取り組む課題
(A) 本文の「一般各紙の見出しには英語独特の表現も満載で,生きた英語を学ぶ絶好の教材でもある。」から「幅に低下することが示された。」までの部分を、「ニューオリンズ」を「開催地」に変えて書き出しなさい。
(B) 本文について、次の問いに答えなさい。
(i) AHA年次学術集会がニューオリンズで開催されたのは何年ぶりか。
(ii) ニューオリンズで大型コンベンションの開催が減ったのは何以降か。
(iii) JUPITER試験で健常者に投与された薬は何か。

心臓病の多い米国では,AHAでの発表は一般市民にとっても身近な話題として伝えられる。
一般各紙の見出しには英語独特の表現も満載で,生きた英語を学ぶ絶好の教材でもある。
早速,その見出しを紹介していこう。
まずは4年ぶりにAHA年次学術集会が開催されたニューオリンズの地元紙から。
ハリケーン・カトリーナの襲来以降,大型コンベンションの開催がめっきり減ってしまったニューオリンズにAHAが戻ってきたことを喜ぶ見出しだ。ハートマークに「AHA」と「心臓が脈打つ=元気になる」というニュアンスをかけた表現がキュートだ。
“N.O. has ♥
The heart association convention, that is.
And officials are relishing the mega-meeting, a rarity
in the city’s once-booming convention business”
ニューオリンズが活気(ハート)を取り戻した
AHAこそがその源だ
かつては盛んだったコンベンションビジネスだが,今となってはめったにないこのメガ学会をニューオリンズ当局は享受している
では,本題だ。今回のAHAで最も注目度が高かったJUPITER試験の結果から。コレステロール値は正常だが,炎症マーカーのCRP値が高い健常者に高脂血症治療薬であるスタチン(ロスバスタチン)を投与して心血管イベントリスクを下げられるかが検討された。試験の結果,CRP値の高い健常者はスタチンの服用により心血管イベントや総死亡リスクが大幅に低下することが示された。

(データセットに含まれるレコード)
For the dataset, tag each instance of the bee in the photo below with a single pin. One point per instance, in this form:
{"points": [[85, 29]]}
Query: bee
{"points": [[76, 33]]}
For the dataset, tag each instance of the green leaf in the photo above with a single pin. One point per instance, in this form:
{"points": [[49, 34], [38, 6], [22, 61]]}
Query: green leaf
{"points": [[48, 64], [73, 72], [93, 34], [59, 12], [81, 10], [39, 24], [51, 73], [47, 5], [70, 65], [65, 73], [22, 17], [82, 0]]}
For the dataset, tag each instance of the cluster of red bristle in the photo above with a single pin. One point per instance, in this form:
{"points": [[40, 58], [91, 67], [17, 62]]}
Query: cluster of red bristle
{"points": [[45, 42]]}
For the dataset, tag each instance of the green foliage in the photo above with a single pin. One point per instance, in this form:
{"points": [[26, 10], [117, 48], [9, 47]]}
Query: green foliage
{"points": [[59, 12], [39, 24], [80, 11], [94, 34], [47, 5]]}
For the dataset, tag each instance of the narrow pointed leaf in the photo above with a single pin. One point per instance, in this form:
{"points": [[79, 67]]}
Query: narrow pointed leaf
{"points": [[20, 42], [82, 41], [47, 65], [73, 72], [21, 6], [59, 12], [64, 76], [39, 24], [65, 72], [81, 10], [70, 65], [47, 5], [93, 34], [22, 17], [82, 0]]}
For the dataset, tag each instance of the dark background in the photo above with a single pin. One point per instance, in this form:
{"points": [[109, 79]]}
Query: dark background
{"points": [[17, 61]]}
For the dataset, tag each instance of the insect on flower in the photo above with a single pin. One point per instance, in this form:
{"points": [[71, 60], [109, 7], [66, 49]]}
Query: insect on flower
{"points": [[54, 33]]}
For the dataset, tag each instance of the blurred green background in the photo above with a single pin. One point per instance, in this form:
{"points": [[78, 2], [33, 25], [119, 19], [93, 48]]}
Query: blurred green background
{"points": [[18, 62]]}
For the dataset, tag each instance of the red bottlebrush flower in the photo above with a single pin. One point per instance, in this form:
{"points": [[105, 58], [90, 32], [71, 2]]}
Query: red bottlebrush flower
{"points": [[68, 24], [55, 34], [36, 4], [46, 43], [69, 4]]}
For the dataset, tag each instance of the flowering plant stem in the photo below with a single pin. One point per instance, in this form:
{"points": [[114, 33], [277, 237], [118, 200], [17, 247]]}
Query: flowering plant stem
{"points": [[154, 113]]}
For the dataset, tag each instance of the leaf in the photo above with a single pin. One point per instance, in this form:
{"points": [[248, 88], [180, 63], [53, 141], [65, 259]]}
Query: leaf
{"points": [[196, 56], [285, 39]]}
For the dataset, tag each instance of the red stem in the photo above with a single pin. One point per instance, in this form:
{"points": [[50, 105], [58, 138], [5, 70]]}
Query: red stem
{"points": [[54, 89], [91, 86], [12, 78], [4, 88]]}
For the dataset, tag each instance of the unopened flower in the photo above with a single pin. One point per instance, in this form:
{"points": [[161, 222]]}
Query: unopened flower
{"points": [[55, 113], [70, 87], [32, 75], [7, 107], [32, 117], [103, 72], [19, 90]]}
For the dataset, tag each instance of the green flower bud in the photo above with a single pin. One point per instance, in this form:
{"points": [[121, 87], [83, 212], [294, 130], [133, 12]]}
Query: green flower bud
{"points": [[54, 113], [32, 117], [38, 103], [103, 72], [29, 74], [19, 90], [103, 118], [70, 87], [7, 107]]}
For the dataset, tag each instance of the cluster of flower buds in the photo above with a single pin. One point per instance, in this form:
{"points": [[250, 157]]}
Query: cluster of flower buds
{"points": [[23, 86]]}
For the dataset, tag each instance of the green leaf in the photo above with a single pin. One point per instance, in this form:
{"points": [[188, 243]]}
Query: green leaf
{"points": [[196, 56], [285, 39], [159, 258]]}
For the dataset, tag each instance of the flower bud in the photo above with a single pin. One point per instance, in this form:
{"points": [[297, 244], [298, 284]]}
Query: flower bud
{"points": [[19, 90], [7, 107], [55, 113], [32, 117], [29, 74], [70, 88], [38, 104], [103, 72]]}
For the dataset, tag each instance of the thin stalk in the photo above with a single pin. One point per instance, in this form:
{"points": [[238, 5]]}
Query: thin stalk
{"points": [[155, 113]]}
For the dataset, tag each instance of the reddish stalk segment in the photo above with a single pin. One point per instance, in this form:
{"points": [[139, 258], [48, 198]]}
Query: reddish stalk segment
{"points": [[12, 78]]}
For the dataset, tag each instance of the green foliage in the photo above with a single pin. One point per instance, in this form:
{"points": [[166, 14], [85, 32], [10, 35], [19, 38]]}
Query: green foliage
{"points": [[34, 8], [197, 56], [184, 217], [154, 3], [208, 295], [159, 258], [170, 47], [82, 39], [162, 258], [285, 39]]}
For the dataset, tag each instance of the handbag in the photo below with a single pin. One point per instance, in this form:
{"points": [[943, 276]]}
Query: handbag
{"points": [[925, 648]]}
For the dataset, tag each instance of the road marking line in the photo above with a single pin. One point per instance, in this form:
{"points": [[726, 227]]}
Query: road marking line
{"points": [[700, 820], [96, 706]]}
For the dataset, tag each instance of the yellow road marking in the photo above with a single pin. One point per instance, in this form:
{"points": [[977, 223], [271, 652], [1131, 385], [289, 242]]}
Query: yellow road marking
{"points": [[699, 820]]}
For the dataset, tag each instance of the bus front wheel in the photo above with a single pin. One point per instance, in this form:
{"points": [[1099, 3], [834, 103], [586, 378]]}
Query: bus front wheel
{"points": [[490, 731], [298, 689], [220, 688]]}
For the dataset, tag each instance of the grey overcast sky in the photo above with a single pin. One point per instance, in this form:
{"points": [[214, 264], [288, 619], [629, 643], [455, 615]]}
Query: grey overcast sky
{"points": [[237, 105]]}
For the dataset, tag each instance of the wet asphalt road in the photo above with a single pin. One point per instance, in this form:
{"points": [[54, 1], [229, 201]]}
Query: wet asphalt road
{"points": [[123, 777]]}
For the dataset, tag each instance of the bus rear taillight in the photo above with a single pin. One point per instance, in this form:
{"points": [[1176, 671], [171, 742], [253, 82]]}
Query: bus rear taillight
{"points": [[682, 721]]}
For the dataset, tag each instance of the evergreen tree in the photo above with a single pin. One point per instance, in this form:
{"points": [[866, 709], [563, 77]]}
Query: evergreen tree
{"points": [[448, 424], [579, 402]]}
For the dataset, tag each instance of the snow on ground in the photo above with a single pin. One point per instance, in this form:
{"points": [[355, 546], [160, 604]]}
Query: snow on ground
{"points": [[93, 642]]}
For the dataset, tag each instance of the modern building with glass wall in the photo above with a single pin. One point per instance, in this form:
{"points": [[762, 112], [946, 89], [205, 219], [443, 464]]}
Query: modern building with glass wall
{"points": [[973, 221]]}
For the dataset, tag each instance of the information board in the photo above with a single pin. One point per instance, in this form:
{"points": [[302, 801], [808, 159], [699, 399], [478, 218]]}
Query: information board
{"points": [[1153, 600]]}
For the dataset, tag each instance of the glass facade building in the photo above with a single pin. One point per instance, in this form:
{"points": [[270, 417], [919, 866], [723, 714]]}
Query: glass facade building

課題の解答
(A)
一般各紙の見出しには英語独特の表現も満載で,生きた英語を学ぶ絶好の教材でもある。
早速,その見出しを紹介していこう。
まずは4年ぶりにAHA年次学術集会が開催された開催地の地元紙から。
ハリケーン・カトリーナの襲来以降,大型コンベンションの開催がめっきり減ってしまった開催地にAHAが戻ってきたことを喜ぶ見出しだ。ハートマークに「AHA」と「心臓が脈打つ=元気になる」というニュアンスをかけた表現がキュートだ。
“N.O. has ♥
The heart association convention, that is.
And officials are relishing the mega-meeting, a rarity
in the city’s once-booming convention business”
開催地が活気(ハート)を取り戻した
AHAこそがその源だ
かつては盛んだったコンベンションビジネスだが,今となってはめったにないこのメガ学会を開催地当局は享受している
では,本題だ。今回のAHAで最も注目度が高かったJUPITER試験の結果から。コレステロール値は正常だが,炎症マーカーのCRP値が高い健常者に高脂血症治療薬であるスタチン(ロスバスタチン)を投与して心血管イベントリスクを下げられるかが検討された。試験の結果,CRP値の高い健常者はスタチンの服用により心血管イベントや総死亡リスクが大幅に低下することが示された。

(B)
(i) 4年ぶり
(ii) ハリケーン・カトリーナの襲来以降
(iii) スタチン(ロスバスタチン)